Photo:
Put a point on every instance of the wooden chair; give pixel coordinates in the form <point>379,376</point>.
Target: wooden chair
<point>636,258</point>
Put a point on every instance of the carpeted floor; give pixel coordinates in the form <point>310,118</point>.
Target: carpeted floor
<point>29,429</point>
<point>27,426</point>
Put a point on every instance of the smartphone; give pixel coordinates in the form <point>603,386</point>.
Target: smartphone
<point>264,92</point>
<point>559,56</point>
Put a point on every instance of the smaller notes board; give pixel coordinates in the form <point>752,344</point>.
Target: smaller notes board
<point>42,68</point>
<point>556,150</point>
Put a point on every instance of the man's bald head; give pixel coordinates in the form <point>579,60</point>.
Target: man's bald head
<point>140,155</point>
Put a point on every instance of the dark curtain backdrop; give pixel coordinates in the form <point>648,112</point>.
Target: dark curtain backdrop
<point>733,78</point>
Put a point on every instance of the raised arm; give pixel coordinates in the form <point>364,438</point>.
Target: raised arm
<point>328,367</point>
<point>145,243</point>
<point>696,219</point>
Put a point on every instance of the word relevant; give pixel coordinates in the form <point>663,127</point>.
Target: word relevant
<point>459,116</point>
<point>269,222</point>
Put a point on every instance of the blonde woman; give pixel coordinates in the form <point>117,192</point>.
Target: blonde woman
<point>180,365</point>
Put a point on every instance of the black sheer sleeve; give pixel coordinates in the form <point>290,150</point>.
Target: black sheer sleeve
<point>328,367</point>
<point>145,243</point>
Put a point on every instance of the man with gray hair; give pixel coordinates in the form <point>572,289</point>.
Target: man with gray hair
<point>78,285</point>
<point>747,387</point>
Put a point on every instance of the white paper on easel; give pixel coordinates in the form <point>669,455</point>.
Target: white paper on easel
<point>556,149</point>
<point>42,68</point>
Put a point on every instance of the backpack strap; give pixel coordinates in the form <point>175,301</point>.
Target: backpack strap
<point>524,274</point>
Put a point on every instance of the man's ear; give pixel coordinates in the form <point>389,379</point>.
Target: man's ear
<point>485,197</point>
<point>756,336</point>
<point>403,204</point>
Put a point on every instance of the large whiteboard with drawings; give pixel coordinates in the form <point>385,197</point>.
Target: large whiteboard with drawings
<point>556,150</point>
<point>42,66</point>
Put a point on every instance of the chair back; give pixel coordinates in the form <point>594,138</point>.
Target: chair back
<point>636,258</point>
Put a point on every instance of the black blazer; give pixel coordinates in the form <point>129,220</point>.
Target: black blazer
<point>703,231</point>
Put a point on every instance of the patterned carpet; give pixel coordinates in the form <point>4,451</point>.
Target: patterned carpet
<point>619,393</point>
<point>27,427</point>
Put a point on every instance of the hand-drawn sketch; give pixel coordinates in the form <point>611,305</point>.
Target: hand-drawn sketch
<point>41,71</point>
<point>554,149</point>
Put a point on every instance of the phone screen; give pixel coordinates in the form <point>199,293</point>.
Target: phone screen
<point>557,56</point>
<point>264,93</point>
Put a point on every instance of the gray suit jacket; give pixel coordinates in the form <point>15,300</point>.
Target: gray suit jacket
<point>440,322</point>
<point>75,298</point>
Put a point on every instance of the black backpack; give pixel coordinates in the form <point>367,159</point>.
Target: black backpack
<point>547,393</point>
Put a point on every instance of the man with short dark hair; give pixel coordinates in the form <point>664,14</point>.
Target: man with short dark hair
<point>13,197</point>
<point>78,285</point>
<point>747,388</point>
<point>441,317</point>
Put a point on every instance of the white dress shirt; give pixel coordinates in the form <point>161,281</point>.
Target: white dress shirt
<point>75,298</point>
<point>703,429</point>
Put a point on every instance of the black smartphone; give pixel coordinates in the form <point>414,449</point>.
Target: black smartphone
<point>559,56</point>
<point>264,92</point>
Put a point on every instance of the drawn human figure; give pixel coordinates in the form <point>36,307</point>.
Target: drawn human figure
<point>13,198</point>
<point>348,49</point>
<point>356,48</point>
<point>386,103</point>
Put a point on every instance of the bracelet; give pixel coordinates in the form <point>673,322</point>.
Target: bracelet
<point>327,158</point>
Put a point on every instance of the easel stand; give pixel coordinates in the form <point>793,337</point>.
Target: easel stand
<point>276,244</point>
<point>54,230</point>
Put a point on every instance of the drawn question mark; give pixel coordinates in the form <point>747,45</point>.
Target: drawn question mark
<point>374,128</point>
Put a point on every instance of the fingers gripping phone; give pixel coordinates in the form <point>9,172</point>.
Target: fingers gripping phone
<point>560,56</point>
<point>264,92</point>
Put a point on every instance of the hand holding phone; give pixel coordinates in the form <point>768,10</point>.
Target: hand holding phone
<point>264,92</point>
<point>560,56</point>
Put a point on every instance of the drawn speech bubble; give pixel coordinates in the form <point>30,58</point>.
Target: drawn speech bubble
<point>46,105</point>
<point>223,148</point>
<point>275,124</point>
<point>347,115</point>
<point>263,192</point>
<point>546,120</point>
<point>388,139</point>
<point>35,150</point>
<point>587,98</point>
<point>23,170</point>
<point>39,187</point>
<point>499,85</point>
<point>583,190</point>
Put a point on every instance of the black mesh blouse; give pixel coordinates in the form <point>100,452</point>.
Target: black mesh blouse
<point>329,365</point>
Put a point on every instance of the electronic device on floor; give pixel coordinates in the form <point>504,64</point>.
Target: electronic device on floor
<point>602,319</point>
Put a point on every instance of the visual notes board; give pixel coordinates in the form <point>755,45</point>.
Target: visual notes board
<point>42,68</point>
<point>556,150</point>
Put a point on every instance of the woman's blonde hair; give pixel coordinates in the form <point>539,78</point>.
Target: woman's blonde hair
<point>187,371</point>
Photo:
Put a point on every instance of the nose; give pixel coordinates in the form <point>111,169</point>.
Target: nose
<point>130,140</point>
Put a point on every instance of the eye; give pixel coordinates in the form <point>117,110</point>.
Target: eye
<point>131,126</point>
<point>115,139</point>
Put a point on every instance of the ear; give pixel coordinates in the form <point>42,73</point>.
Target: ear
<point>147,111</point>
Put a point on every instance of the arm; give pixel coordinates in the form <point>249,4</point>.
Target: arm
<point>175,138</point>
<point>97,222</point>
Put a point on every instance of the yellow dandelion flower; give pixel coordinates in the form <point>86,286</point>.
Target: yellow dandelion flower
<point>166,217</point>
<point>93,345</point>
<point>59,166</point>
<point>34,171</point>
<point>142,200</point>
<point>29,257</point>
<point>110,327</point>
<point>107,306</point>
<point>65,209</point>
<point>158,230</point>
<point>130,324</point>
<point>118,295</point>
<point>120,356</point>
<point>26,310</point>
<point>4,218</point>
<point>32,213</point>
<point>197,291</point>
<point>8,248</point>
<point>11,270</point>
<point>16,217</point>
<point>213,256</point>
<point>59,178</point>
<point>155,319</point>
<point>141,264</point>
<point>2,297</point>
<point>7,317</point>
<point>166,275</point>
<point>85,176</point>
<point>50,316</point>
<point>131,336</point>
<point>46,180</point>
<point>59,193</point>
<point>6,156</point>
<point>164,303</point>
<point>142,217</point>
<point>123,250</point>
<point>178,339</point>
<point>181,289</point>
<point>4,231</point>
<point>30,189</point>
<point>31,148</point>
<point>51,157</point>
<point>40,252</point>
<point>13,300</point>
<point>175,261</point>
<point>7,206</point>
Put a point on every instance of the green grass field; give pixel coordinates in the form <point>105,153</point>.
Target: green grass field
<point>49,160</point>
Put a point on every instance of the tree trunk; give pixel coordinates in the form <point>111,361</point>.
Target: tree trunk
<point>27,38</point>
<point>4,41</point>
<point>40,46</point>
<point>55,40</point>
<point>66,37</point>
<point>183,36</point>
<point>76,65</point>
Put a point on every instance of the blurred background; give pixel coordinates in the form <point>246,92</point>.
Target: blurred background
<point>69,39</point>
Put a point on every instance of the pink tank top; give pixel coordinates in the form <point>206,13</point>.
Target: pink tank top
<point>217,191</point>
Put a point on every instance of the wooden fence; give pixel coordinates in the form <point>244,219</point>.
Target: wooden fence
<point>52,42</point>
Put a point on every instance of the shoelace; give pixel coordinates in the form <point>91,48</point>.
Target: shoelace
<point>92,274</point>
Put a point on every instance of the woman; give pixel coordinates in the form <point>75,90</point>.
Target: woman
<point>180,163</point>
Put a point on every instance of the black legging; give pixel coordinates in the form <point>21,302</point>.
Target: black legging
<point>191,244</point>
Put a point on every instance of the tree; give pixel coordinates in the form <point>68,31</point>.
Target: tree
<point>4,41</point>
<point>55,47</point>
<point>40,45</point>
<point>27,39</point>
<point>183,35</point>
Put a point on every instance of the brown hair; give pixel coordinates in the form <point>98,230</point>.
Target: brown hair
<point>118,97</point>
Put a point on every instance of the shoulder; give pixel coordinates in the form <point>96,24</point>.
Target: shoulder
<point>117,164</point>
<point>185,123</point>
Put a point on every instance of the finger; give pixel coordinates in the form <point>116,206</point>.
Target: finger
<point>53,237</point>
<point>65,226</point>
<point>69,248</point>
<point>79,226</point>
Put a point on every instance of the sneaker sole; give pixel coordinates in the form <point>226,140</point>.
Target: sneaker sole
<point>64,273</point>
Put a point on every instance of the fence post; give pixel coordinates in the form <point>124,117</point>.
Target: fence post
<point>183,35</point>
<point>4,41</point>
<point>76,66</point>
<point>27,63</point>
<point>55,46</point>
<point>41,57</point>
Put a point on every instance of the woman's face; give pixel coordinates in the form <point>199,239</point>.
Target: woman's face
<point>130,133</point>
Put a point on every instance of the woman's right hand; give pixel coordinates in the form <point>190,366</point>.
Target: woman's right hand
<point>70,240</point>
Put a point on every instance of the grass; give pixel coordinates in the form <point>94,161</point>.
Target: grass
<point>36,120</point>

::::::::

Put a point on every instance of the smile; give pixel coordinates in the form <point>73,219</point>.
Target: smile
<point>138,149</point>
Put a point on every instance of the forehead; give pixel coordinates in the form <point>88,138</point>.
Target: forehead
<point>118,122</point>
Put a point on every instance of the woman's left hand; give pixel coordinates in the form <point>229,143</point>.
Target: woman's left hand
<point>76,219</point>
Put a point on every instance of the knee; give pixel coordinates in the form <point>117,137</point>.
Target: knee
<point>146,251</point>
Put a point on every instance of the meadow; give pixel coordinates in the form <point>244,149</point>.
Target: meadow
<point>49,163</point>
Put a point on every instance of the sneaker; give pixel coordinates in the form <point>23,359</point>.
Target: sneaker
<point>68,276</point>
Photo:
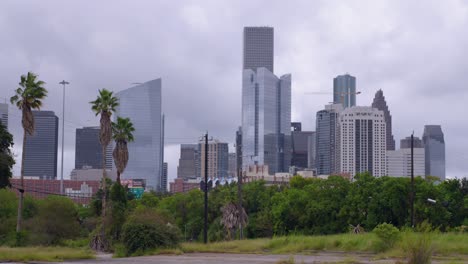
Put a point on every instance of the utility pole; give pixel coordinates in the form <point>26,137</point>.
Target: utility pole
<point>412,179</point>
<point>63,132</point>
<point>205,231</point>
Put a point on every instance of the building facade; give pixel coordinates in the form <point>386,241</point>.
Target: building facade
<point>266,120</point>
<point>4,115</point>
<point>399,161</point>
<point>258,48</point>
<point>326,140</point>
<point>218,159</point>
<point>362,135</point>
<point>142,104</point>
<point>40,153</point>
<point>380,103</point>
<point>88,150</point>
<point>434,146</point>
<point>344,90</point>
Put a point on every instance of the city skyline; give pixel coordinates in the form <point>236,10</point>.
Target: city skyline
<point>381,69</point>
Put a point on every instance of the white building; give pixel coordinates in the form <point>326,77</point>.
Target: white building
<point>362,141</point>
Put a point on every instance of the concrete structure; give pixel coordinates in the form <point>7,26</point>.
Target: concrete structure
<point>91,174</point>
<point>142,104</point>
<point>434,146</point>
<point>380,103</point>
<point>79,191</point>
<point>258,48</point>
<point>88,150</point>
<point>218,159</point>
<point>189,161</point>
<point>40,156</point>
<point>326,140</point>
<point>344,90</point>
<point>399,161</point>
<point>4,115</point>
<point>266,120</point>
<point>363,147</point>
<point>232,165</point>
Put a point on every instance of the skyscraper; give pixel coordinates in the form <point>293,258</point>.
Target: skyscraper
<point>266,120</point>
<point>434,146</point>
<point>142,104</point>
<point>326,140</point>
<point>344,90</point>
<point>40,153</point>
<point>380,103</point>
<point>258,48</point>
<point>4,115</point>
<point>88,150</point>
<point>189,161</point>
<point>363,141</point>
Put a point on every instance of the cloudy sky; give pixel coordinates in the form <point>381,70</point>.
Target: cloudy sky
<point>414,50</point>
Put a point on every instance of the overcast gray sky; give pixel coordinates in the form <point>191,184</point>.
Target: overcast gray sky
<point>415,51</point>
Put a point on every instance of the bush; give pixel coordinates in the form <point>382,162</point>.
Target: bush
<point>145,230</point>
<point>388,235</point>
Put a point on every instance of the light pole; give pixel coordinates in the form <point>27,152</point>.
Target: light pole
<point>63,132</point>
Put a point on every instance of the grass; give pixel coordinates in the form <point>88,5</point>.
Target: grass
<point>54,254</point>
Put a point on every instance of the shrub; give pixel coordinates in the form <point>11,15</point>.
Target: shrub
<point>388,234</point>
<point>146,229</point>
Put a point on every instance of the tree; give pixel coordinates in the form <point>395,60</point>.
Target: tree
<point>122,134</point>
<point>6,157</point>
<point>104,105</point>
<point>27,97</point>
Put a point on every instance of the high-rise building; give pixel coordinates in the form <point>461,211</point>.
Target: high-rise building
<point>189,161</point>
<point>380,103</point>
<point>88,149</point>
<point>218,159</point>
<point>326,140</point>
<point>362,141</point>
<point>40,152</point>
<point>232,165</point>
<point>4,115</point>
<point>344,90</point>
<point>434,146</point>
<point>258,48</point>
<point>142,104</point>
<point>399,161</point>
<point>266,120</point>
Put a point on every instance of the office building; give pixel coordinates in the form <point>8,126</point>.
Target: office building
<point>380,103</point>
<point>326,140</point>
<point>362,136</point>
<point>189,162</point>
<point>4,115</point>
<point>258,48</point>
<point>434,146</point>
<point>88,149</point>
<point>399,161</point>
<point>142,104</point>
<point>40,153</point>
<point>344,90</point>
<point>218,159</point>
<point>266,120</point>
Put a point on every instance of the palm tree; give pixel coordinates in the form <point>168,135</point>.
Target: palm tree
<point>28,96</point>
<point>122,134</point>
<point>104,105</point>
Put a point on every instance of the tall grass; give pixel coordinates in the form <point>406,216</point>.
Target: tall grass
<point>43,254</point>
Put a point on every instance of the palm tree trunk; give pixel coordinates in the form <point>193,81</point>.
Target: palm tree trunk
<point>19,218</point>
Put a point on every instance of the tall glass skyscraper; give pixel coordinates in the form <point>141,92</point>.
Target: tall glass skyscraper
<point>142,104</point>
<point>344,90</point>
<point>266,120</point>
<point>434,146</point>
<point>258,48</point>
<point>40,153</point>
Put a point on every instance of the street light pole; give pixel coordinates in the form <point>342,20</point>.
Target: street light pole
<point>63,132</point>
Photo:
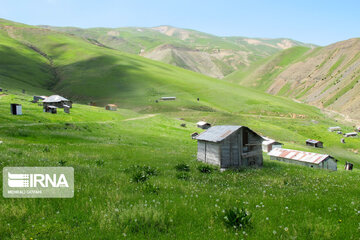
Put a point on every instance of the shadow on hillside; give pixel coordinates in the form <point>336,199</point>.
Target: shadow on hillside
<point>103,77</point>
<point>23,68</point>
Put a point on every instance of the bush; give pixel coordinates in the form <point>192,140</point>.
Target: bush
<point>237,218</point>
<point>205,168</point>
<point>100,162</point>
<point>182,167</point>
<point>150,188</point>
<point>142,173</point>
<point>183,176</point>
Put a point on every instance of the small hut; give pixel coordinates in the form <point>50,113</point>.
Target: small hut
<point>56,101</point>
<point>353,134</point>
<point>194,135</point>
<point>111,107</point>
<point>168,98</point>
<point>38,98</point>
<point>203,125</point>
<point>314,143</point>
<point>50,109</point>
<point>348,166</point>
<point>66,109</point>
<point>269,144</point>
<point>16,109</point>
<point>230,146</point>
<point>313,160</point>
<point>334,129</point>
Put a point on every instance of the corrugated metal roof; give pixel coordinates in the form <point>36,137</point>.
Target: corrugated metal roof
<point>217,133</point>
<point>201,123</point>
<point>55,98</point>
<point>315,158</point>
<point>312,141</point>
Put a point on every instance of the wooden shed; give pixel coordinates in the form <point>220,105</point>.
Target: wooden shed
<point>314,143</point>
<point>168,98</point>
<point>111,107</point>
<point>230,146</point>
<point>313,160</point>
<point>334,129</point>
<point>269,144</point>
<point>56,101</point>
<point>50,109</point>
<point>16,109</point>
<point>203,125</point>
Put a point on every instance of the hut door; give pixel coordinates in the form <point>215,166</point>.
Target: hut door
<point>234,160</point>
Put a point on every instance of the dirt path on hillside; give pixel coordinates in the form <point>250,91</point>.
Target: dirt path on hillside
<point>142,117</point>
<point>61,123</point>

::::::::

> [Exercise brief]: Exactly the lines above from the one with "Put a point on every instance of the white building;" to the one with "Put a point on every instance of the shrub;", both included, are to be quoted; leave the rest out.

> [Answer]:
Put a point on every instance of the white building; give pixel coordinates in the form <point>326,77</point>.
Target: white building
<point>362,141</point>
Put a point on every instance of the concrete structure; give pixel coordinates in the form <point>7,26</point>.
Target: concrete structure
<point>91,174</point>
<point>142,104</point>
<point>434,146</point>
<point>380,103</point>
<point>79,191</point>
<point>258,48</point>
<point>88,150</point>
<point>218,159</point>
<point>189,161</point>
<point>40,156</point>
<point>326,140</point>
<point>344,90</point>
<point>399,161</point>
<point>4,115</point>
<point>266,120</point>
<point>363,147</point>
<point>232,165</point>
Put a point on every instance of the skyscraper; give pixel coordinates in the form <point>293,258</point>.
Target: skyscraper
<point>266,120</point>
<point>434,146</point>
<point>142,104</point>
<point>326,140</point>
<point>344,90</point>
<point>40,153</point>
<point>380,103</point>
<point>258,48</point>
<point>4,115</point>
<point>88,150</point>
<point>189,161</point>
<point>363,141</point>
Put a point on every instance of the cloudy sky; give pixel coordinates in the form <point>381,70</point>.
Target: cloudy sky
<point>414,50</point>
Put a point on every instance of the overcast gray sky; give pixel coordinates in the form <point>191,184</point>.
Target: overcast gray sky
<point>415,51</point>
Put a point on every instance of the bush; give pixel coordinates in the form <point>382,162</point>.
Target: bush
<point>145,230</point>
<point>388,235</point>
Put a point on every instance of the light pole; give pixel coordinates in the form <point>27,152</point>.
Target: light pole
<point>63,132</point>
Put a point on every instance of the grass; give pixel coordinates in the form <point>88,5</point>.
Target: grass
<point>54,254</point>
Put a point on every instance of the shrub; give pixel coordinates in the form <point>11,15</point>.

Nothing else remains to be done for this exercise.